-------- Material to process

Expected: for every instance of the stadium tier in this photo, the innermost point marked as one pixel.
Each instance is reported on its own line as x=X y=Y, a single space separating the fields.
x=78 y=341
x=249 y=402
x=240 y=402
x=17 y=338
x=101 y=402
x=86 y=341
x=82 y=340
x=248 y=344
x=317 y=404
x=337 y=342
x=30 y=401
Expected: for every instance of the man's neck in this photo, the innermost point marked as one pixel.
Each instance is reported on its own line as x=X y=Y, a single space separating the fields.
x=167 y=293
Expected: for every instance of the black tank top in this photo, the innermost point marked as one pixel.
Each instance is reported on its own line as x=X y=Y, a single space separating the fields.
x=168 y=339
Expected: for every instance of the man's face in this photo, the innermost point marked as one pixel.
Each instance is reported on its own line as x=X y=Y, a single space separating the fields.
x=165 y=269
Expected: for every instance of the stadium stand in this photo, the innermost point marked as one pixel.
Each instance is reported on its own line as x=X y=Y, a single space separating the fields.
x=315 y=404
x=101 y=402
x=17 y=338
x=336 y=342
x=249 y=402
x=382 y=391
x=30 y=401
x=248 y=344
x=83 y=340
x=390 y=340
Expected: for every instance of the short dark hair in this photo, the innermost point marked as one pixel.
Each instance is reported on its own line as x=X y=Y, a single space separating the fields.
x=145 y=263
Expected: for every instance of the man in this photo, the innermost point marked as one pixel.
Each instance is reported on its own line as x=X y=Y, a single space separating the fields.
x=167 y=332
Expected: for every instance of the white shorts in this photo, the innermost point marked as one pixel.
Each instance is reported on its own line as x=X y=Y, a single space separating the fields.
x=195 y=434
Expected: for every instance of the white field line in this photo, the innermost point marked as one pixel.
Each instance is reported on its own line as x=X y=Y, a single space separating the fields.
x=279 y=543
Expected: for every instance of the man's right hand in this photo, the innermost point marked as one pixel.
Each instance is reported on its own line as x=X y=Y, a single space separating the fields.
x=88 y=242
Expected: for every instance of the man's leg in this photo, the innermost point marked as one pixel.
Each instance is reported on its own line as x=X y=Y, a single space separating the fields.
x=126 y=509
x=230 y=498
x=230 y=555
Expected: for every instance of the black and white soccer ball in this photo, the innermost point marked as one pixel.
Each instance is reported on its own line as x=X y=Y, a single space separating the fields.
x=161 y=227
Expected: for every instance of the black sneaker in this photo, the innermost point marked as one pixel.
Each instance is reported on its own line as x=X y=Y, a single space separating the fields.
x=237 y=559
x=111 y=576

----------------

### Work task
Locate the lines above that contain "stadium" and copy them.

### Answer to this task
Expected: for every instance of the stadium tier in this photo, the innermost point marked as one pixel.
Expected: for every instance of the stadium stand in this photo, the innermost point marked as one pixel.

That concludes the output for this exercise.